[Collected data entries]
*** Block opens ***

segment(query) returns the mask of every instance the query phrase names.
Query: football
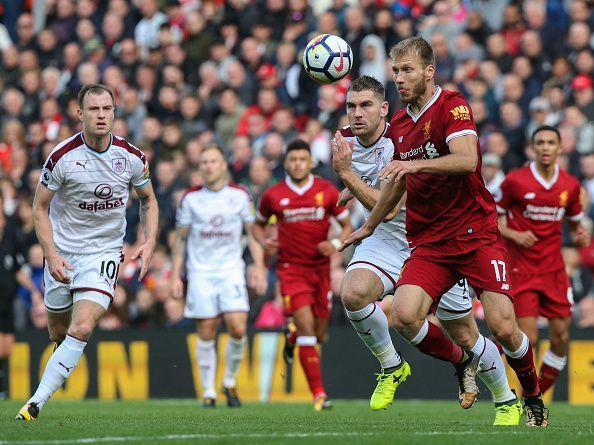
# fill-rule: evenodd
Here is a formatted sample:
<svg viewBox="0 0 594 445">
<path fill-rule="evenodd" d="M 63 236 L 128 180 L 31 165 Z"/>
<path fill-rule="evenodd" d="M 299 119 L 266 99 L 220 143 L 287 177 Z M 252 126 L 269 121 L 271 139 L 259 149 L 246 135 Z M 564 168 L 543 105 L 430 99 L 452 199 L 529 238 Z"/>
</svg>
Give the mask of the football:
<svg viewBox="0 0 594 445">
<path fill-rule="evenodd" d="M 321 34 L 309 41 L 303 53 L 305 72 L 318 83 L 333 83 L 353 67 L 353 52 L 347 42 L 333 34 Z"/>
</svg>

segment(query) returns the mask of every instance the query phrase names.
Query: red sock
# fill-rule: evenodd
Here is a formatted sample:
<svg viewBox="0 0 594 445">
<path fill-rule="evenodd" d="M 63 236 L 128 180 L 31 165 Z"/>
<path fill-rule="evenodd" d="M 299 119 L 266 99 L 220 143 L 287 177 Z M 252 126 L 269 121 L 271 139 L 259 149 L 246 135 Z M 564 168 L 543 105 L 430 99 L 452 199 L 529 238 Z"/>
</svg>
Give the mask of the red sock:
<svg viewBox="0 0 594 445">
<path fill-rule="evenodd" d="M 522 395 L 524 397 L 536 397 L 540 394 L 538 386 L 538 375 L 534 368 L 534 357 L 532 356 L 532 346 L 528 344 L 528 349 L 522 357 L 511 358 L 505 355 L 507 363 L 514 370 L 522 385 Z"/>
<path fill-rule="evenodd" d="M 454 366 L 460 363 L 462 357 L 464 357 L 462 348 L 452 342 L 436 325 L 431 322 L 428 323 L 429 330 L 421 342 L 415 345 L 417 349 L 423 354 L 444 362 L 450 362 Z"/>
<path fill-rule="evenodd" d="M 297 341 L 297 331 L 291 331 L 287 334 L 287 341 L 294 345 L 295 342 Z"/>
<path fill-rule="evenodd" d="M 307 383 L 311 393 L 315 396 L 325 393 L 322 384 L 322 369 L 320 367 L 320 357 L 315 346 L 299 346 L 299 360 L 305 372 Z"/>
<path fill-rule="evenodd" d="M 559 377 L 559 371 L 552 366 L 549 366 L 545 363 L 542 364 L 540 367 L 540 377 L 538 378 L 538 386 L 540 390 L 544 394 L 547 390 L 555 384 L 557 377 Z"/>
</svg>

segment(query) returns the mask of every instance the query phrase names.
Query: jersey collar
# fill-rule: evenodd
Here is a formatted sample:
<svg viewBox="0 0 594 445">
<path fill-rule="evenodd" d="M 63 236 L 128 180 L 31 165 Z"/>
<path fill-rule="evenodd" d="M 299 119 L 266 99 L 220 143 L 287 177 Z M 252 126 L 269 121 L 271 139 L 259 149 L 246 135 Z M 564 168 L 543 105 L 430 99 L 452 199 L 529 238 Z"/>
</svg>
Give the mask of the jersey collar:
<svg viewBox="0 0 594 445">
<path fill-rule="evenodd" d="M 97 151 L 93 147 L 91 147 L 89 144 L 87 144 L 87 140 L 85 139 L 85 133 L 82 131 L 80 132 L 80 137 L 82 138 L 83 143 L 85 144 L 85 147 L 87 147 L 93 153 L 97 153 L 98 155 L 104 155 L 105 153 L 107 153 L 109 151 L 109 149 L 111 148 L 111 145 L 113 144 L 113 134 L 111 134 L 111 133 L 109 133 L 109 145 L 107 146 L 107 150 L 105 150 L 105 151 Z"/>
<path fill-rule="evenodd" d="M 307 179 L 307 182 L 302 187 L 297 186 L 291 180 L 289 175 L 287 175 L 285 177 L 285 183 L 287 184 L 287 187 L 289 187 L 291 190 L 293 190 L 299 196 L 302 196 L 303 194 L 305 194 L 305 192 L 307 192 L 312 187 L 313 182 L 314 182 L 314 177 L 311 173 L 309 174 L 309 178 Z"/>
<path fill-rule="evenodd" d="M 410 108 L 410 104 L 408 104 L 406 106 L 406 112 L 408 113 L 408 115 L 410 116 L 410 118 L 413 120 L 413 122 L 417 122 L 421 116 L 423 115 L 423 113 L 425 111 L 427 111 L 429 109 L 429 107 L 431 105 L 433 105 L 435 103 L 435 101 L 439 98 L 439 95 L 441 94 L 441 87 L 439 85 L 435 86 L 435 93 L 433 93 L 433 96 L 431 96 L 431 99 L 429 99 L 429 102 L 427 102 L 423 108 L 421 108 L 421 111 L 419 111 L 419 114 L 415 114 L 412 112 L 412 109 Z"/>
<path fill-rule="evenodd" d="M 559 179 L 559 166 L 557 164 L 555 164 L 555 173 L 553 173 L 553 177 L 550 181 L 547 181 L 545 178 L 542 177 L 542 175 L 538 172 L 538 169 L 536 168 L 536 162 L 534 161 L 530 163 L 530 171 L 532 172 L 532 176 L 534 176 L 534 179 L 536 179 L 538 183 L 542 185 L 546 190 L 551 190 L 551 188 L 557 182 L 557 179 Z"/>
</svg>

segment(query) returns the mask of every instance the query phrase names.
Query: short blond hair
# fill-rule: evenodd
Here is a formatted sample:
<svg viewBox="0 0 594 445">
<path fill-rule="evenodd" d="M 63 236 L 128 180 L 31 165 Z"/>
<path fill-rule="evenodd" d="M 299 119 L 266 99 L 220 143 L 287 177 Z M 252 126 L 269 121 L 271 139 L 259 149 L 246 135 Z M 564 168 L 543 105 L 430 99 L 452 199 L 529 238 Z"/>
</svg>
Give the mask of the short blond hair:
<svg viewBox="0 0 594 445">
<path fill-rule="evenodd" d="M 433 48 L 427 40 L 422 37 L 409 37 L 401 42 L 398 42 L 390 50 L 390 57 L 392 61 L 408 56 L 415 55 L 421 59 L 423 68 L 427 68 L 429 65 L 435 65 L 435 54 L 433 54 Z"/>
</svg>

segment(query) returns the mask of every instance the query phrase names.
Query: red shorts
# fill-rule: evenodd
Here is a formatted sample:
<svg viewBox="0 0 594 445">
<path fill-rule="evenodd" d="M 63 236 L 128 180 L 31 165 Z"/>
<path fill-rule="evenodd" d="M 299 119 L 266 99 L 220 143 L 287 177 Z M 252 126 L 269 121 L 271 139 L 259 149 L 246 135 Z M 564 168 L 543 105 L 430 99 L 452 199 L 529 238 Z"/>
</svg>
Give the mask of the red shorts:
<svg viewBox="0 0 594 445">
<path fill-rule="evenodd" d="M 487 290 L 511 298 L 511 281 L 501 238 L 495 236 L 492 242 L 474 249 L 464 246 L 466 252 L 456 253 L 461 251 L 457 248 L 461 242 L 452 239 L 416 247 L 404 262 L 396 285 L 420 286 L 437 301 L 458 280 L 466 278 L 479 297 Z"/>
<path fill-rule="evenodd" d="M 316 318 L 328 319 L 332 308 L 330 267 L 303 267 L 282 263 L 276 268 L 285 315 L 311 306 Z"/>
<path fill-rule="evenodd" d="M 516 317 L 571 317 L 573 292 L 565 270 L 539 275 L 513 274 Z"/>
</svg>

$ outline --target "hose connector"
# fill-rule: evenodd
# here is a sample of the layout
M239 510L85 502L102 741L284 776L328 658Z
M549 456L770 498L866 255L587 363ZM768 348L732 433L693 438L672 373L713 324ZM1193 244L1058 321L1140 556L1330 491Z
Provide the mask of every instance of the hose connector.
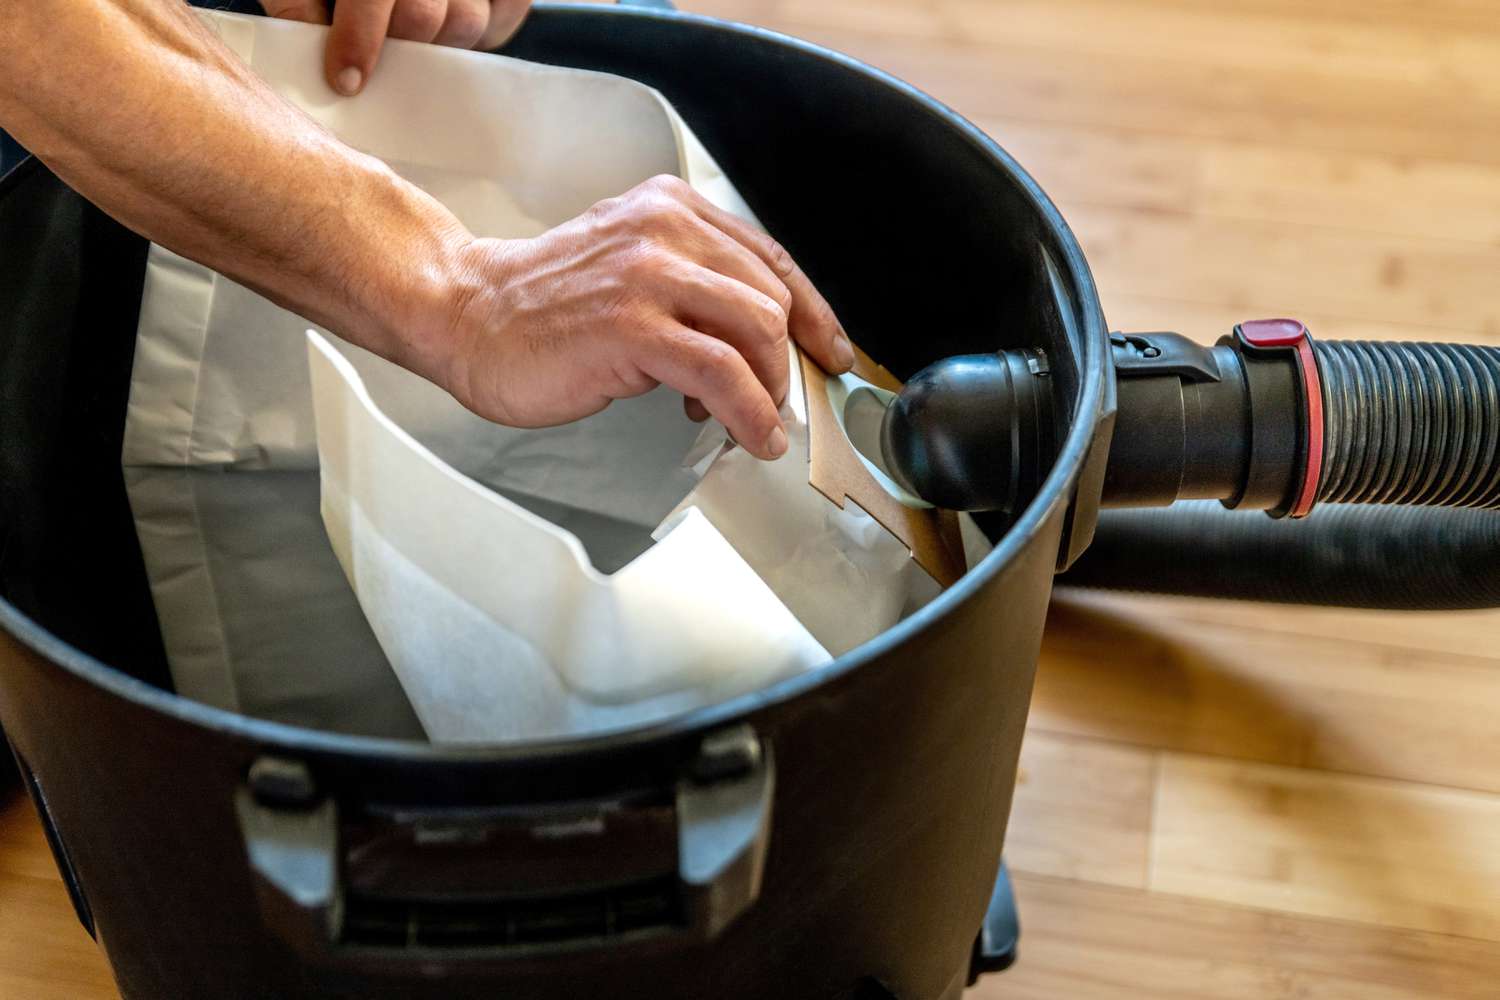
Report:
M1213 346L1113 333L1101 507L1218 500L1301 518L1320 502L1500 507L1500 349L1314 342L1295 319ZM949 358L886 413L887 466L954 510L1019 511L1051 461L1046 357Z

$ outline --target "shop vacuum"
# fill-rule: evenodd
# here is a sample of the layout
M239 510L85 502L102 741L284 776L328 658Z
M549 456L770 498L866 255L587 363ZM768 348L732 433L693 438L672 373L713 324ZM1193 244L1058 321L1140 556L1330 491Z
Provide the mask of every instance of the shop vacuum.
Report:
M1111 334L1062 217L973 125L652 6L539 5L507 52L675 104L907 380L888 468L982 512L993 553L825 669L608 735L434 746L179 698L120 466L147 245L23 165L0 182L0 721L126 1000L946 1000L1014 953L1001 852L1059 571L1500 601L1500 351Z

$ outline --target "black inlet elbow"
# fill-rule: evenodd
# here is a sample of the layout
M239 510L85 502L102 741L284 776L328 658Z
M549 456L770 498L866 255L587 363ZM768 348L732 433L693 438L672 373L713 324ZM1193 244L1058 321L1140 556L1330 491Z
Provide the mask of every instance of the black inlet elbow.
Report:
M908 492L948 510L1020 509L1052 463L1040 351L965 354L914 375L886 410L880 450Z

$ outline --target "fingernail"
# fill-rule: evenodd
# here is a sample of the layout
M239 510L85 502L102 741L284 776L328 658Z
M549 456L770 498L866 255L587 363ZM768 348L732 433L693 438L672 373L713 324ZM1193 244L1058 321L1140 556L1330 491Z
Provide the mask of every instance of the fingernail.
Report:
M365 82L365 75L359 71L358 66L345 66L339 70L335 80L338 92L345 97L353 97L359 93L360 84Z
M833 338L833 356L838 358L839 367L848 371L854 367L854 345L849 343L849 338L839 334Z
M766 453L772 458L780 458L786 454L786 431L780 425L766 438Z

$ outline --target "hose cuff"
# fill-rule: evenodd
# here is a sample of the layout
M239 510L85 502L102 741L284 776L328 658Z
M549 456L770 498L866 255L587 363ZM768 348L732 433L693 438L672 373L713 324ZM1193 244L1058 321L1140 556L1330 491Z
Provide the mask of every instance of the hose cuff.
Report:
M1318 483L1323 476L1324 419L1323 384L1318 359L1313 353L1307 326L1295 319L1246 320L1234 328L1242 348L1250 353L1289 352L1296 362L1297 386L1302 396L1302 447L1298 449L1296 488L1289 507L1271 511L1273 517L1302 518L1318 501Z

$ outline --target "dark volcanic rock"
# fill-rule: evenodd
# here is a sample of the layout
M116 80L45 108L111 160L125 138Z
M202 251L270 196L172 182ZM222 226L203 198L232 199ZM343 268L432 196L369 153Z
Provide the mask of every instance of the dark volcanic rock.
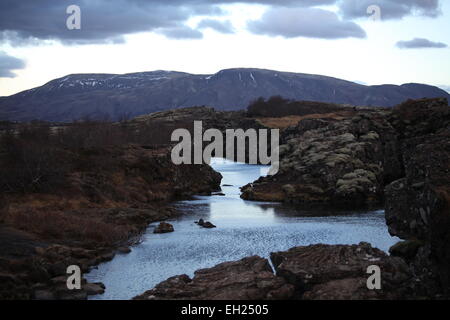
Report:
M203 227L206 229L216 228L216 226L213 225L211 222L205 221L203 219L200 219L200 220L196 221L195 223L198 224L200 227Z
M400 299L411 297L415 278L407 264L367 243L313 245L248 257L167 279L135 299L265 300L265 299ZM381 269L381 289L370 290L367 267Z
M105 292L105 285L103 283L86 283L83 286L83 290L86 291L87 295L97 295L103 294Z
M386 188L389 232L424 243L415 249L412 265L425 287L439 291L441 286L448 293L450 110L445 100L408 101L395 108L394 116L405 169L404 177Z
M206 228L206 229L216 228L216 226L213 225L213 224L212 224L211 222L209 222L209 221L206 221L206 222L202 225L202 227L203 227L203 228Z
M155 111L208 105L239 110L274 95L352 105L394 106L422 97L449 97L422 84L364 86L320 75L262 69L228 69L214 75L153 71L72 74L9 97L0 97L0 120L117 120Z
M139 300L268 300L289 299L294 287L272 273L266 259L253 256L169 278L135 297Z
M342 120L305 119L281 134L280 170L244 186L247 200L358 207L379 204L384 185L401 176L389 111Z
M404 297L412 275L400 258L368 243L312 245L271 254L278 276L293 284L304 299L397 299ZM367 268L381 269L381 290L369 290Z
M156 228L155 230L153 230L153 233L169 233L169 232L173 232L173 225L171 225L170 223L167 222L161 222Z
M413 259L424 242L418 240L400 241L389 248L389 253L395 257L404 258L407 261Z

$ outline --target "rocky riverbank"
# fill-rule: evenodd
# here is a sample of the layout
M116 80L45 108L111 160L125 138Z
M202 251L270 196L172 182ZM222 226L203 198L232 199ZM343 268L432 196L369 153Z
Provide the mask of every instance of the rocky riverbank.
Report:
M385 203L388 256L367 243L313 245L168 279L136 299L447 299L450 290L450 111L444 99L301 120L282 132L280 171L242 198L303 206ZM367 267L381 269L369 290Z
M199 107L137 118L123 124L127 131L122 134L138 132L139 140L160 131L156 138L167 143L166 133L189 128L193 120L203 120L205 129L283 129L279 173L243 187L242 198L302 207L385 205L390 233L405 241L393 246L390 256L367 243L272 253L275 273L267 259L249 257L199 270L192 279L170 278L137 299L448 297L446 100L270 119ZM0 298L85 299L102 292L101 284L86 282L83 290L67 290L67 266L87 271L116 253L126 253L149 223L175 215L167 207L169 201L219 189L220 174L207 165L173 165L169 147L158 147L153 135L151 143L103 145L118 128L101 127L84 138L82 147L77 147L74 132L52 148L40 132L24 131L21 136L32 137L30 141L6 144L18 149L0 153L5 164L0 184ZM90 146L99 133L100 143ZM3 159L7 157L11 159ZM369 265L381 268L381 290L367 289Z
M57 192L4 194L0 224L1 299L86 299L103 291L66 287L67 267L83 272L129 251L149 223L176 213L174 199L220 189L207 165L175 166L169 148L83 150Z
M367 243L312 245L254 256L172 277L137 300L399 299L411 291L413 275L405 262ZM381 290L368 290L367 267L381 267Z

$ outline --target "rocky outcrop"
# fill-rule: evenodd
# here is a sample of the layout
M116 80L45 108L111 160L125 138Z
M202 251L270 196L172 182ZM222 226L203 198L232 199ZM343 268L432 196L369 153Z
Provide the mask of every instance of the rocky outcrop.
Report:
M253 256L167 279L137 300L289 299L294 286L273 274L266 259Z
M406 183L415 188L411 199L420 193L426 172L419 177L414 170L424 163L441 177L437 185L445 186L448 175L441 171L447 168L448 114L447 100L423 99L393 110L355 108L339 117L311 115L282 131L279 172L242 187L241 197L332 208L381 206L384 188L394 181L388 193L406 196L396 192L406 186L399 179L416 175ZM442 187L435 189L442 193ZM422 215L427 211L417 209Z
M404 256L425 293L450 291L450 110L441 99L408 101L393 111L404 176L386 188L386 221L407 239Z
M389 111L358 111L336 120L304 119L282 132L280 170L244 186L247 200L358 207L382 201L399 177L397 134Z
M16 238L17 239L17 238ZM25 240L22 238L22 241ZM29 240L30 241L30 240ZM89 295L101 294L105 286L101 283L87 283L82 279L81 289L69 290L66 282L67 267L77 265L81 272L87 272L90 266L111 260L114 253L111 248L100 247L83 249L64 245L40 245L35 252L23 257L10 256L1 261L3 281L0 283L2 299L36 299L36 300L80 300ZM21 244L24 245L24 244ZM19 252L19 244L16 250Z
M293 284L303 299L399 299L412 275L405 262L368 243L312 245L271 254L276 274ZM370 290L369 266L381 269L381 289Z
M292 248L266 259L248 257L169 278L135 299L264 300L264 299L405 299L411 297L414 277L407 264L367 243L312 245ZM381 271L381 288L367 286L368 267Z

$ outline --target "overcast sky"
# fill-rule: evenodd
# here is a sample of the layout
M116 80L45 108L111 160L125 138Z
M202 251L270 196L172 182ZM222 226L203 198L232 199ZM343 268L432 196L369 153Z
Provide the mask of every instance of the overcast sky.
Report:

*** Block closes ***

**What is expected**:
Every line above that has the string "black" needs to be copied.

**Response area**:
$ outline --target "black inlet elbow"
Provide the mask of every instance of the black inlet elbow.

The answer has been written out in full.